Please set down the records exactly, keeping every line.

----------------------------------------

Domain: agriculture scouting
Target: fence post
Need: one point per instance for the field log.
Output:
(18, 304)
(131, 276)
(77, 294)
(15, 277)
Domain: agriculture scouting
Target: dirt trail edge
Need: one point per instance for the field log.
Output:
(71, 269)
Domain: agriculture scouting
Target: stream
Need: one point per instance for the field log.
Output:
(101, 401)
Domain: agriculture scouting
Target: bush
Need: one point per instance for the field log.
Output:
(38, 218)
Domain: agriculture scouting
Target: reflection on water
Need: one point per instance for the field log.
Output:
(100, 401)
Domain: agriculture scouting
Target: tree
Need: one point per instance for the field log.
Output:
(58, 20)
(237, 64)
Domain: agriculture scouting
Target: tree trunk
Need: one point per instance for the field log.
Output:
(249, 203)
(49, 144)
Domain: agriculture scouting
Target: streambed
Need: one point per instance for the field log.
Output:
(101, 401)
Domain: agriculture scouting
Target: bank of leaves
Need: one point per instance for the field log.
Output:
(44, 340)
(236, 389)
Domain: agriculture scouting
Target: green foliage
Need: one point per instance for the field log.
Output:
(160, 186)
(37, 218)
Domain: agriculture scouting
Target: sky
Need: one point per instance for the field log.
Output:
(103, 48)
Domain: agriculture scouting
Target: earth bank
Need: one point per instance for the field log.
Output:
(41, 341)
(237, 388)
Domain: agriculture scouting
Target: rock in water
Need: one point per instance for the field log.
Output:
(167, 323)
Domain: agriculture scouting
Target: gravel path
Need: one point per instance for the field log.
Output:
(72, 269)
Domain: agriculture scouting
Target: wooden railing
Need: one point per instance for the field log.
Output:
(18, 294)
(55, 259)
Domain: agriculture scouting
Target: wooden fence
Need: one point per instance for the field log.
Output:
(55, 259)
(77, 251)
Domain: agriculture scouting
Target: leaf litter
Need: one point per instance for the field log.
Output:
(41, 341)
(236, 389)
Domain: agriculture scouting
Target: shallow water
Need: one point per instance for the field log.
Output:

----------------------------------------

# Solution
Domain: agriculture scouting
Target: fence post
Need: one point per instance for the field log.
Output:
(18, 304)
(131, 276)
(77, 294)
(15, 277)
Domain: agriculture scouting
Target: dirt trail edge
Need: one point per instance for the field log.
Output:
(71, 269)
Domain: agriculture scouting
Target: stream
Need: one point per instance for the field log.
Output:
(101, 401)
Domain: agriculture scouting
Target: bush
Need: one point per instance for the field log.
Output:
(38, 218)
Domain: agriculture scouting
Target: reflection on water
Need: one point per instance for the field log.
Output:
(100, 401)
Domain: agriculture scouting
Target: tree
Need: one point per instance for the field log.
Output:
(58, 20)
(237, 64)
Domain: agriculture scouting
Target: tree trunk
Need: one point per instance for the field log.
Output:
(249, 203)
(49, 144)
Domain: agriculture scouting
Target: streambed
Need: one point per instance for the field log.
Output:
(101, 401)
Domain: agriculture scouting
Target: bank of leaves
Need: one point per instance for the field log.
Output:
(44, 340)
(236, 389)
Domain: agriculture scouting
Target: green foliage
Need: one point per instance for the field log.
Output:
(160, 186)
(37, 218)
Domain: agriculture scouting
Target: sky
Need: one point per instance for the field log.
Output:
(103, 48)
Domain: agriculture scouting
Target: earth bank
Need: one point per instance for the field log.
Output:
(41, 341)
(237, 388)
Domain: agriculture scouting
Target: rock in water
Need: one point per instance for the field log.
Output:
(167, 323)
Domain: agriculture scouting
Target: gravel path
Need: one point per instance for the field log.
Output:
(72, 269)
Domain: agriculture scouting
Target: wooden railing
Need: one point per instance for the field log.
Output:
(18, 294)
(55, 259)
Domain: agriculture scouting
Target: wooden fence
Need: one point per instance for the field log.
Output:
(55, 259)
(77, 251)
Domain: agriculture scouting
Target: leaf litter
Need: one point per instance for the field log.
Output:
(41, 341)
(236, 389)
Domain: agriculture scouting
Target: shallow water
Need: one point per instance for the field log.
Output:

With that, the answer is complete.